→ **PAGE EXCERPT**
=-=-=
From what I have read, during the shutdown phase PID 1 is replaced with a dedicated shutdown binary. The manpage for it is light on detail - will it also respond to SIGRTMIN+15 or is there another method a running process can tell it to immediately reboot?

First of all the daemon could just call the reboot() syscall on its own then, without calling sync() or so. But I think the hw watchdog stuff that is done during the final shutdown logic anyway is a fine safety net already.

Also note that in order to implement properly what you are looking for you probably need a statically linked binary that is locked into memory and not backed by files on disk anymore. i.e. the main daemon binary needs to be moved to a 'ramfs' or so, so that it is never backed by storage, and then executed from there, and then do its thing: once it detects hangs on the file systems it cares about it should first issue SIGRTMIN+15, and then maybe fall back to issuing reboot() itself after a timeout.

yangm97 · 2021-11-09T22:46:25Z

Another scenario where this would be rather useful is when hardware i/o errors lock up the filesystem. I can almost reliably reproduce said "i/o issue" by using a knockoff micro sdcard as the rootfs. Issuing a trim command against one of these is almost certain to kill it in a way that, afaik, only a power cycle will take it out of its misery.

Despite this reproduction being for a very specific corner case, "more legitimate" environments do face similar issues, granted not as often and/or not as easy to reproduce.

Also note that in order to implement properly what you are looking for you probably need a statically linked binary that is locked into memory and not backed by files on disk anymore. i.e. the main daemon binary needs to be moved to a 'ramfs' or so, so that it is never backed by storage, and then executed from there, and then do its thing: once it detects hangs on the file systems it cares about it should first issue SIGRTMIN+15, and then maybe fall back to issuing reboot() itself after a timeout.

Say you have a service with ExecStart=/bin/touch /.foo and FailureAction=reboot-immediate being triggered constantly by a timer. Shouldn't it be able to "fail successfully" and trigger the reboot?
I'm not well versed with the internals of systemd but, if the solution above is theoretically supposed to work, it would seen to me that systemd has all (or most) of the machinery needed to provide this functionality natively.
=-=-=
Some records
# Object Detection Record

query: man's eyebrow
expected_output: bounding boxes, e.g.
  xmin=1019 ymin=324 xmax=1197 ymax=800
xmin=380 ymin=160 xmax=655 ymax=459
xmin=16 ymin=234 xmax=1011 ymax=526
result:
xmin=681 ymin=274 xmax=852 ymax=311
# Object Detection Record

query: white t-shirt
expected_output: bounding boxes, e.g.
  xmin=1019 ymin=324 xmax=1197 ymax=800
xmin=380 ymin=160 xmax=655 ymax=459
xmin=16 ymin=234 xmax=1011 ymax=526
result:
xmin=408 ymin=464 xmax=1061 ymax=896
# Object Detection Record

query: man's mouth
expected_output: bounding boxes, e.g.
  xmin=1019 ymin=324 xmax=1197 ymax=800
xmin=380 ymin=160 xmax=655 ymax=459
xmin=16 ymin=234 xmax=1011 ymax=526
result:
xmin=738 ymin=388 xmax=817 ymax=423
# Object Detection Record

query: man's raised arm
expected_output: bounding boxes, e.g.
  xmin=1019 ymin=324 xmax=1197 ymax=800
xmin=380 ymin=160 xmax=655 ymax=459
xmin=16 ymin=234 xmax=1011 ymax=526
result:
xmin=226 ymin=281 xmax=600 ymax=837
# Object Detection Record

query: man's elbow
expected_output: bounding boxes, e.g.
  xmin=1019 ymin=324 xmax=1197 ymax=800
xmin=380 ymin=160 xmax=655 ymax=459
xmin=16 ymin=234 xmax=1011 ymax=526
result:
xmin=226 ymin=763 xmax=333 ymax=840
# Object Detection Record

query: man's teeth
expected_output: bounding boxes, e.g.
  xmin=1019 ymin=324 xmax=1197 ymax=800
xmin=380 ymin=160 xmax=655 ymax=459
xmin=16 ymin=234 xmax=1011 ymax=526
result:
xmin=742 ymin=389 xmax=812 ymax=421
=-=-=
Give back the stretch of the systemd thread from "Say you have" up to and including "trigger the reboot?", changing "timer" to "cron job".

Say you have a service with ExecStart=/bin/touch /.foo and FailureAction=reboot-immediate being triggered constantly by a cron job. Shouldn't it be able to "fail successfully" and trigger the reboot?